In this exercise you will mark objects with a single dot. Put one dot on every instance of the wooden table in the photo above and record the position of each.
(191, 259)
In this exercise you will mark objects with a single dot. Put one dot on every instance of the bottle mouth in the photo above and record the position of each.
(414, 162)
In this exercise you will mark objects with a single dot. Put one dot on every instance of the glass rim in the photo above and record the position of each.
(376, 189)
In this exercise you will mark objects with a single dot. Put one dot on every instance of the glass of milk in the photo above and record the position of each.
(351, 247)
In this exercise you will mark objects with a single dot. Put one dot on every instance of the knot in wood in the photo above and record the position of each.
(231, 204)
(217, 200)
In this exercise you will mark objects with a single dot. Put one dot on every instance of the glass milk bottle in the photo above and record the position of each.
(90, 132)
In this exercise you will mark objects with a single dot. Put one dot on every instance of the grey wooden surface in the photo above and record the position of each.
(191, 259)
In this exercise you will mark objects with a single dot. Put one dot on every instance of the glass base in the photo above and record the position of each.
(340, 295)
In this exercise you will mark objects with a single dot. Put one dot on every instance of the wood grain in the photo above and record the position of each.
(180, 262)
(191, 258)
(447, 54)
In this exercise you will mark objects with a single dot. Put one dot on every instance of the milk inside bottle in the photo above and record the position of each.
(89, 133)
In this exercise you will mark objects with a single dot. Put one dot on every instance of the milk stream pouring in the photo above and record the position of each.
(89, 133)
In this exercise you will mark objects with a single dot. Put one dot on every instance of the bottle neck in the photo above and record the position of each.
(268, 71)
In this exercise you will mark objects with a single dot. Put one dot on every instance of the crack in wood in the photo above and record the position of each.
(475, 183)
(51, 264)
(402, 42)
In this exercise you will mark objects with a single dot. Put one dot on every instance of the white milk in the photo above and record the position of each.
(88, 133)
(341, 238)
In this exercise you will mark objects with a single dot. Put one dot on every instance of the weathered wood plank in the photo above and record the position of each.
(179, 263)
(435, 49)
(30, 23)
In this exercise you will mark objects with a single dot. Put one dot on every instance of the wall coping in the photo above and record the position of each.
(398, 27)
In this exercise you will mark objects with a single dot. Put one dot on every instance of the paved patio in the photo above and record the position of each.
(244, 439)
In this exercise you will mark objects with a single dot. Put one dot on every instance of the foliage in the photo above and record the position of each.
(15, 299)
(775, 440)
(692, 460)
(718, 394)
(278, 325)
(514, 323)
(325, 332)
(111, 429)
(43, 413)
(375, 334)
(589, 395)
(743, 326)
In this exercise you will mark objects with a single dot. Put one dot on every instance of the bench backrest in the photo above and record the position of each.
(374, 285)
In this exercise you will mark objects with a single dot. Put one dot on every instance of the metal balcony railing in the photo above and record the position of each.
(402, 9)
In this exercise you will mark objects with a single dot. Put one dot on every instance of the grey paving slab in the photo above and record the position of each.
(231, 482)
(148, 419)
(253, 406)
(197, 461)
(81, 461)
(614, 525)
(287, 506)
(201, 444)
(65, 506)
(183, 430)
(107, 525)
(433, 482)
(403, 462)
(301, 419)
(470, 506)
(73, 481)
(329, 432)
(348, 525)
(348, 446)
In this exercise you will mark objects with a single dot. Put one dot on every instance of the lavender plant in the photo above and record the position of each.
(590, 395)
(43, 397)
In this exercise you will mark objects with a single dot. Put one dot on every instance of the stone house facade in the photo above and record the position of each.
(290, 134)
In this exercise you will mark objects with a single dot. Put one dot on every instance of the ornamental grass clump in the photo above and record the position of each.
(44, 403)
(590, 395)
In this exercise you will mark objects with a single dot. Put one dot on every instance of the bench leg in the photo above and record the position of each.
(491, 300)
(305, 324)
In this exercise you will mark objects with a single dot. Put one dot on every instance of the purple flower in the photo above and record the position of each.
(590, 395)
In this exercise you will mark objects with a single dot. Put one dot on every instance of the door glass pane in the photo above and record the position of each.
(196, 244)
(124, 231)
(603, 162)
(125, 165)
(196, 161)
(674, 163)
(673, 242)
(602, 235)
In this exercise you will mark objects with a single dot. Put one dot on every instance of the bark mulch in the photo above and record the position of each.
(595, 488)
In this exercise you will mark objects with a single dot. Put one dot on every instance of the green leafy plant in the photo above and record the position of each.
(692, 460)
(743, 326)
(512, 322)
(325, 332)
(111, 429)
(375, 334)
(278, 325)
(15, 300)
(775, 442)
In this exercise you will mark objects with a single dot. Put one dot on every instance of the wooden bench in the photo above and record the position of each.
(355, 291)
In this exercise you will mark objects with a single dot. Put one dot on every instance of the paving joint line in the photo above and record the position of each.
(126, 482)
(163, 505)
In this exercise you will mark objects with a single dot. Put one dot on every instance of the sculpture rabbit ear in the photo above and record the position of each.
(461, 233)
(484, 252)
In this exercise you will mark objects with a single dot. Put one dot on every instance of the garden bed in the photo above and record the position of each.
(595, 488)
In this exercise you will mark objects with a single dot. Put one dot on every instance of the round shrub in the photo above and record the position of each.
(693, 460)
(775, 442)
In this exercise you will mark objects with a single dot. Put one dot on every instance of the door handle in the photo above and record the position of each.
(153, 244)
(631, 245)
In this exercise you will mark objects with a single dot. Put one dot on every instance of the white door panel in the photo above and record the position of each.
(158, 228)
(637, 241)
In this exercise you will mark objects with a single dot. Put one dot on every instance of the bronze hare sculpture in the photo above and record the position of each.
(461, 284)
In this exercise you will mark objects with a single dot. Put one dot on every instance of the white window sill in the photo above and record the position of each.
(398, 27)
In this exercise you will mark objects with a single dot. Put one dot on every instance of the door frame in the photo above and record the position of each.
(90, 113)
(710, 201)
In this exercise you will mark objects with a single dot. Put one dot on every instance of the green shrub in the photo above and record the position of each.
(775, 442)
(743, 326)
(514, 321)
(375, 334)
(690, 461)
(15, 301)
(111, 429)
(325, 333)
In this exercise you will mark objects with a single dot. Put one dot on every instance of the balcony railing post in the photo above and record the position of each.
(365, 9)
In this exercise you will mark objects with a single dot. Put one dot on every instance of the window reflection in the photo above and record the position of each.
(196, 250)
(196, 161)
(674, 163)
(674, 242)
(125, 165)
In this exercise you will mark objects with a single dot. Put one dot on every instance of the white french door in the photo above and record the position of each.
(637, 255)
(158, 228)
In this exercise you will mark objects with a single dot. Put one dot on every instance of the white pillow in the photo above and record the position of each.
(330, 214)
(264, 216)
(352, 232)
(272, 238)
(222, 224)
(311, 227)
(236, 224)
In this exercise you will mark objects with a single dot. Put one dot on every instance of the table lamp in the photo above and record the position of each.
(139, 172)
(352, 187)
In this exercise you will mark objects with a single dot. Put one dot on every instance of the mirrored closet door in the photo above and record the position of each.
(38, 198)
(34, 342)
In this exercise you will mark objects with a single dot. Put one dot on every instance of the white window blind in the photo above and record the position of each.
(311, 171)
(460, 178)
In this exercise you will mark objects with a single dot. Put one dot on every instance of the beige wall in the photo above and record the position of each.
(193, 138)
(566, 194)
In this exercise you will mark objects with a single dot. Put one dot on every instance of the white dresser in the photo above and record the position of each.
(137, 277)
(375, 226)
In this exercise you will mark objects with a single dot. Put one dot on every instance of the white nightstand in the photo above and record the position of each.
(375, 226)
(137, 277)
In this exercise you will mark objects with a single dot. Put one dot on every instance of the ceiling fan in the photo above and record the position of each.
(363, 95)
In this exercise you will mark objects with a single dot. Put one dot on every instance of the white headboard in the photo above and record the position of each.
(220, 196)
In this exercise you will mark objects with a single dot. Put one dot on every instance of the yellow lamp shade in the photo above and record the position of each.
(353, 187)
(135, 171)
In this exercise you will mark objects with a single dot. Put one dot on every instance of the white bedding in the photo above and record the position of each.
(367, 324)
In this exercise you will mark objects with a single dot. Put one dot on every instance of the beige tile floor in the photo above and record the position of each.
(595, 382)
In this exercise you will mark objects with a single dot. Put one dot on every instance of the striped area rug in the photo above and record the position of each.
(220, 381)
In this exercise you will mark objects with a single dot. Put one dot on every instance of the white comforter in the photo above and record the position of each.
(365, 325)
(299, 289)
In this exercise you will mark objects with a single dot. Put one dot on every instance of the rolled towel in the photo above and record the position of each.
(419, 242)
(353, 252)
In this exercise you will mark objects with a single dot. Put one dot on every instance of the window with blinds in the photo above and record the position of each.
:::::
● **Problem statement**
Return the lines above, from the one containing "the white comforter" to the end, exactly as they stand.

● **Problem solution**
In this exercise you will mark objects with a single dot. Put one dot on every instance of the white comforter in the photo above and record the position of each.
(365, 325)
(299, 289)
In this exercise you will mark objects with a single dot. Put one dot on every instance of the rolled towel in the photo above and record the position of each.
(419, 242)
(353, 252)
In this exercise you will mark objects with a single dot. Put one dot on every instance of the window with blinds in the photo above and record the position of each.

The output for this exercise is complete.